Hundreds of farmers, scientists and many others filed into the Tri-Cities last week for the 2023 Soilcraft Regenerative Ag Conference.  But what is Regen Ag, and how does it play into the ongoing conversation of climate smart farming, carbon sequestration, etc.  Trent Graybill, agronomist and owner of Soilcraft, said it’s about the farming community fixing what was broken in the past.


“There was kind of a buzzword quite a few years ago about Sustainable Agriculture, and kind of where the Regenerative work came from is; why would we want to regenerate something that's decayed or decrepit or sick? And so we don't want to sustain something that is not healthy the idea is we need to regenerate our some of our soils, our cropping systems, we have you know so many issues when it comes to pesticide resistance, and all these types of things that we deal with as growers.”


Graybill noted that in many ways, Regen Ag is about farmers looking at how production and soil maintenance were done generations ago.  And he said that becomes very obvious when farm country looks at the Epigenetics and the impact that has on today’s farmer.


“So much of agriculture is, you know, basically putting so much energy into ‘we got to modify the crops, we need to genetically engineer the crops’ to resist the disease or whatever it is. When the problem is not the genetics of that plant, while genetics are extremely important, we can do phenomenal things with genetics," Graybill noted.  "The problem is the environment. The outside potential because where those plants grow, the environments that they're in, directly determines how those genes are able to express themselves you can take the same variety same crop plant one over here in this environment, and one over here and you might think that its two different varieties.” 


Graybill added it’s very important for the farming community to also look at the cause of many of today’s issues in farming, rather than focusing on the cure.

**Exercise data:**
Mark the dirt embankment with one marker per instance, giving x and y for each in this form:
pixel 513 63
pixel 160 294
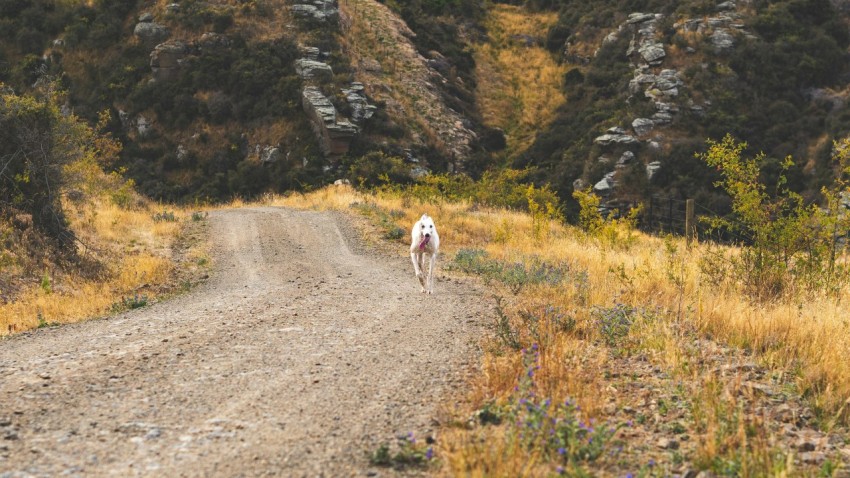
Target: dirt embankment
pixel 302 353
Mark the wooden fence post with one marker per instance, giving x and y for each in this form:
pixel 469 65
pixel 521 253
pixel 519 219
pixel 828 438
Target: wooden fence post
pixel 690 225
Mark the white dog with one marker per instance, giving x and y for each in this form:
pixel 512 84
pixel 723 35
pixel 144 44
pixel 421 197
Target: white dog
pixel 424 240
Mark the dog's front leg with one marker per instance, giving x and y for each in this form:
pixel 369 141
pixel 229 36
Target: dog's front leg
pixel 431 266
pixel 416 258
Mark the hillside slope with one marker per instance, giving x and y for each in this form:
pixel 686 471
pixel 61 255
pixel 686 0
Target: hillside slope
pixel 648 82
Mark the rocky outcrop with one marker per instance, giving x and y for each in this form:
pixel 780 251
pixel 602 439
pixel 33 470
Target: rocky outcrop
pixel 309 69
pixel 643 126
pixel 212 41
pixel 334 135
pixel 167 59
pixel 361 110
pixel 150 32
pixel 321 11
pixel 609 139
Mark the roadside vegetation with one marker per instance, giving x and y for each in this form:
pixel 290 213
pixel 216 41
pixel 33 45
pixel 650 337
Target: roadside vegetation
pixel 76 242
pixel 618 353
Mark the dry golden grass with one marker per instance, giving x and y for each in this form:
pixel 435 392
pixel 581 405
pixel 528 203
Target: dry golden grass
pixel 133 248
pixel 519 86
pixel 808 340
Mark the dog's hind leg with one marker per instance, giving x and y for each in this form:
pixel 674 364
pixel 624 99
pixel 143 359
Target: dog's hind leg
pixel 431 266
pixel 416 258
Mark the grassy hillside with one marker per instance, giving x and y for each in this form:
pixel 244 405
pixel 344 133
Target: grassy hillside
pixel 780 87
pixel 519 81
pixel 77 242
pixel 616 353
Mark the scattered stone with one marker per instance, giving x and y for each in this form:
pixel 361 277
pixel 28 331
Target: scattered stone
pixel 608 139
pixel 361 110
pixel 167 60
pixel 314 70
pixel 371 65
pixel 626 158
pixel 151 32
pixel 310 53
pixel 785 413
pixel 652 168
pixel 270 154
pixel 143 126
pixel 652 52
pixel 640 18
pixel 813 457
pixel 182 152
pixel 668 444
pixel 214 41
pixel 334 135
pixel 722 40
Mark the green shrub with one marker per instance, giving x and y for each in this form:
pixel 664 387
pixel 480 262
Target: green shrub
pixel 788 246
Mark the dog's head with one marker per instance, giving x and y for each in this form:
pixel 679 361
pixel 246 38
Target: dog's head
pixel 426 226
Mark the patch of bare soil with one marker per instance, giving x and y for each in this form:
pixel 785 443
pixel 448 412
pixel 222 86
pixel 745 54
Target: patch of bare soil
pixel 385 60
pixel 302 353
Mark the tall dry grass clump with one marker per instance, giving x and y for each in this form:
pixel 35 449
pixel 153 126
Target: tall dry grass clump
pixel 114 249
pixel 576 307
pixel 519 81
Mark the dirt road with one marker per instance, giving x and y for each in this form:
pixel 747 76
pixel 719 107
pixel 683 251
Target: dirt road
pixel 302 353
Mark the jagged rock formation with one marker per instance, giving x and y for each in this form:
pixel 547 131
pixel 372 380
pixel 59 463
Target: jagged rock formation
pixel 309 69
pixel 321 11
pixel 361 110
pixel 393 72
pixel 150 32
pixel 661 85
pixel 334 134
pixel 167 60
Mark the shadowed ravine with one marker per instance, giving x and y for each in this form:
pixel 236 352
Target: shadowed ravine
pixel 303 352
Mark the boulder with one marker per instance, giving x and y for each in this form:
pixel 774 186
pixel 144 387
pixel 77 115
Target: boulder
pixel 361 110
pixel 320 11
pixel 143 126
pixel 639 18
pixel 625 158
pixel 167 60
pixel 603 186
pixel 652 168
pixel 270 154
pixel 214 41
pixel 579 184
pixel 722 40
pixel 641 81
pixel 314 70
pixel 334 135
pixel 609 139
pixel 418 172
pixel 643 126
pixel 151 33
pixel 310 52
pixel 662 117
pixel 652 52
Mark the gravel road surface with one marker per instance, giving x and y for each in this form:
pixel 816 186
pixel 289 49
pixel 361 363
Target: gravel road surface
pixel 302 353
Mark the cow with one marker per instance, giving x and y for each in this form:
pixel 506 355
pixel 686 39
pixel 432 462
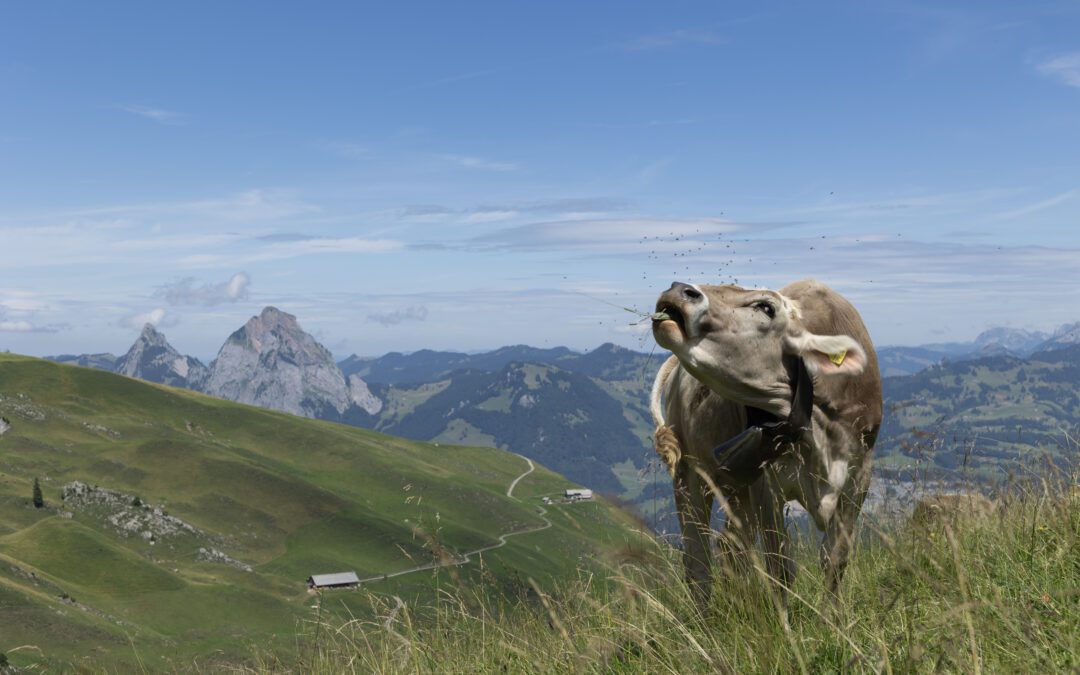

**Exercise details:**
Quote the article on regenerative agriculture from "Graybill noted that" to "on today’s farmer.". The items are unrelated to the article on regenerative agriculture and should be treated as separate material.

**Solution to this exercise:**
Graybill noted that in many ways, Regen Ag is about farmers looking at how production and soil maintenance were done generations ago.  And he said that becomes very obvious when farm country looks at the Epigenetics and the impact that has on today’s farmer.